◆ AUFGABENLISTE ◆
1 > Gib aus dem Text über Einsamkeit in der Pandemie alles von "Das kann auch" bis hinunter zu "Jahren habe zugenommen." wortgetreu wieder.
2 > Beantworte zum Text über Einsamkeit in der Pandemie diese Fragen:
(a) Wie viel Prozent der Befragten sagten, ihr Sozialleben habe sich wegen Covid-19 verschlechtert?
(b) Wie viel Prozent der Befragten antworteten im Juli mit "Ja"?
(c) Wie hat sich bei Silbernetz die Zahl der Männer verändert, die anrufen?
3 > Schreib den Text über Einsamkeit in der Pandemie nach seinem letzten Satz weiter.

◆ TEXTAUSSCHNITT ◆
Schon jetzt gaben in einer Befragung 79 Prozent der Teilnehmerinnen und Teilnehmer an, ihr Sozialleben habe sich wegen Covid-19 verschlechtert. Was sich auf das Gemüt auswirkt. Dass die Ressourcen schwinden, legt auch eine Studie der US-amerikanischen Kaiser Family Foundation nahe. Zwischen März und Juli fragte das Team zu vier verschiedenen Zeitpunkten erwachsene US-Amerikaner, darunter viele Ältere: »Haben Sorgen oder Stress wegen der Coronakrise einen negativen Einfluss auf Ihre psychische Gesundheit?« Im März beantworteten diese Frage 27 Prozent der Befragten mit »Ja«. Im Juli waren es schon 47 Prozent.
Einsamkeit ist keine Krankheit, doch für viele eine Belastung
Erschwerend kommt hinzu, dass sich ältere Menschen öfter einsam fühlen. Unfreiwillig allein zu sein, gilt seit Jahren als einer der größten Belastungsfaktoren für die psychische Gesundheit.
Das kann auch Elke Schilling bestätigen, die Initiatorin von Silbernetz, das eine Hotline für Alte anbietet. »Das Thema Einsamkeit ist während der Pandemie noch bedeutsamer geworden«, sagt Schilling. Auffällig sei, dass die Zahl der anrufenden Männer sich verdreifacht hat. »Die Pandemie hat hier womöglich die Schwelle gesenkt, darüber zu sprechen.« Auch die Zahl der Anrufer über 85 Jahren habe zugenommen.

◆ VORLIEGENDE AUFLISTUNG ◆
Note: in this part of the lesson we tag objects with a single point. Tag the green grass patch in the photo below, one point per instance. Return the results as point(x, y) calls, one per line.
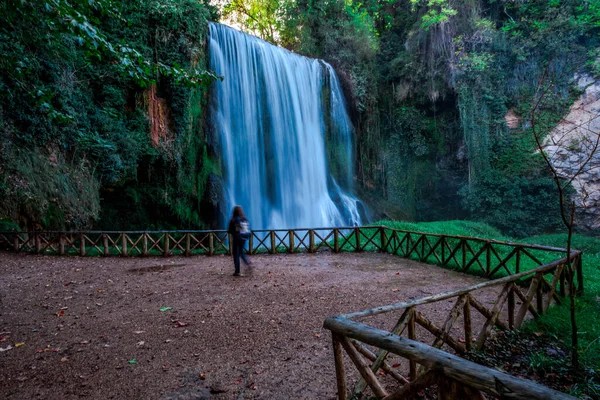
point(556, 321)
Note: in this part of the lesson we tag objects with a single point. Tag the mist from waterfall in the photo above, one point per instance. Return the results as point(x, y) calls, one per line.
point(283, 131)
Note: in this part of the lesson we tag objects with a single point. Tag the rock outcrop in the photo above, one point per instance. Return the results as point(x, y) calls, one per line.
point(574, 150)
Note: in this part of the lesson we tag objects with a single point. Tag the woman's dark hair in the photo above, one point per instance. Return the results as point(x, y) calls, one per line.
point(238, 212)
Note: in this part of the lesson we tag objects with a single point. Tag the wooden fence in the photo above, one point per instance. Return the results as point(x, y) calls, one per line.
point(398, 367)
point(488, 258)
point(528, 278)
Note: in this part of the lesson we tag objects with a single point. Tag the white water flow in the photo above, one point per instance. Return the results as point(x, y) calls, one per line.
point(271, 114)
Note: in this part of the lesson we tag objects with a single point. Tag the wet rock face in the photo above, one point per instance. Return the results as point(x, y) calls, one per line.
point(574, 150)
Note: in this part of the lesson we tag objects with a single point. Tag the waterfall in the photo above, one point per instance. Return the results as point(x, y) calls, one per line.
point(281, 124)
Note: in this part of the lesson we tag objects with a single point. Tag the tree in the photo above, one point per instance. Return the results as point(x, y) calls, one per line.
point(571, 152)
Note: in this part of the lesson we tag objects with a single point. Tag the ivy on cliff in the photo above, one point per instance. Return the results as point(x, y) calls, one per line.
point(73, 75)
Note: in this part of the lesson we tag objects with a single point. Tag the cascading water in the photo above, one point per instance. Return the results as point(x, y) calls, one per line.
point(271, 118)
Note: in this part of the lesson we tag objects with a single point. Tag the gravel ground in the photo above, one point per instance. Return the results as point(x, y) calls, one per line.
point(184, 328)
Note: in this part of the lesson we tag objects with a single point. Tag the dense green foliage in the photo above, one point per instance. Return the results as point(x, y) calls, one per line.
point(430, 83)
point(556, 322)
point(74, 127)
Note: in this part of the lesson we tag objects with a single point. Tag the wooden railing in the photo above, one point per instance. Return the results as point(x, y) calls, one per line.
point(399, 367)
point(489, 258)
point(529, 279)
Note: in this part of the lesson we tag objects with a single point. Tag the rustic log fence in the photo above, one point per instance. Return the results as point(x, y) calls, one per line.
point(529, 278)
point(488, 258)
point(398, 366)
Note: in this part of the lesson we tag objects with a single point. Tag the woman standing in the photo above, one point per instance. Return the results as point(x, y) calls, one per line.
point(239, 229)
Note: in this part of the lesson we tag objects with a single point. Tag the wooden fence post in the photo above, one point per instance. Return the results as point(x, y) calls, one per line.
point(412, 336)
point(105, 244)
point(81, 244)
point(145, 244)
point(273, 245)
point(123, 244)
point(511, 308)
point(488, 258)
point(61, 244)
point(16, 242)
point(37, 241)
point(443, 243)
point(188, 249)
point(463, 245)
point(340, 372)
point(578, 266)
point(167, 249)
point(467, 323)
point(336, 240)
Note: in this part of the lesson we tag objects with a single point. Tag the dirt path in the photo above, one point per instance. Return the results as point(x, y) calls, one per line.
point(93, 327)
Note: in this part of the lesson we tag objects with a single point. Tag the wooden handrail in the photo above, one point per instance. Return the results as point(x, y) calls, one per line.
point(466, 372)
point(455, 293)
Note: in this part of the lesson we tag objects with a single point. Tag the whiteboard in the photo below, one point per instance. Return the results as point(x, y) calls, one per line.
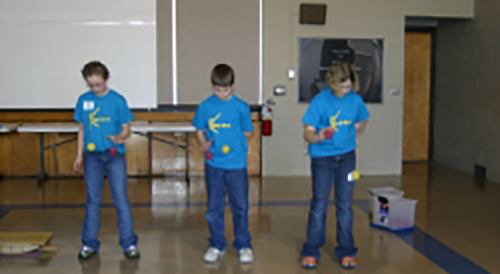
point(45, 44)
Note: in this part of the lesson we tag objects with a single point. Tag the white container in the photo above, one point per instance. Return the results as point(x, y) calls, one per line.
point(388, 192)
point(399, 213)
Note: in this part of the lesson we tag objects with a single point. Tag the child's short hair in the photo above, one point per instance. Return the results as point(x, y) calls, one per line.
point(95, 68)
point(340, 72)
point(222, 75)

◆ ANTWORTEN ◆
1 >
Das kann auch Elke Schilling bestätigen, die Initiatorin von Silbernetz, das eine Hotline für Alte anbietet. »Das Thema Einsamkeit ist während der Pandemie noch bedeutsamer geworden«, sagt Schilling. Auffällig sei, dass die Zahl der anrufenden Männer sich verdreifacht hat. »Die Pandemie hat hier womöglich die Schwelle gesenkt, darüber zu sprechen.« Auch die Zahl der Anrufer über 85 Jahren habe zugenommen.

2 >
(a) 79 Prozent
(b) 47 Prozent
(c) Sie hat sich verdreifacht.

3 >
Schilling erinnert sich an ein Gespräch, in dem ein Anrufer in einem Satz auf den Punkt gebracht hat, was bei sehr vielen Gesprächen anklang: »Wissen Sie, wenn ich zu wählen habe zwischen Tod durch Einsamkeit oder Corona – dann nehme ich Corona, das geht schneller.«
Für die Psychologin Isabella Heuser, Direktorin der Klinik für Psychologische Medizin an der Charité Berlin, illustrieren solch anekdotische Befunde die Ergebnisse zahlreicher Studien: »Der richtige Weg, um ältere Menschen gut durch die Pandemie zu bringen, ist nicht, sie abzuschotten, sondern ihre selbstbestimmte Teilhabe am gesellschaftlichen Leben so groß wie möglich zu halten.« Es müsse weiter Tageskliniken sowie medizinische Angebote geben, und es gelte, einen möglichst geschützten öffentlichen Raum zu schaffen. Heißt: Masken tragen, Abstand wahren.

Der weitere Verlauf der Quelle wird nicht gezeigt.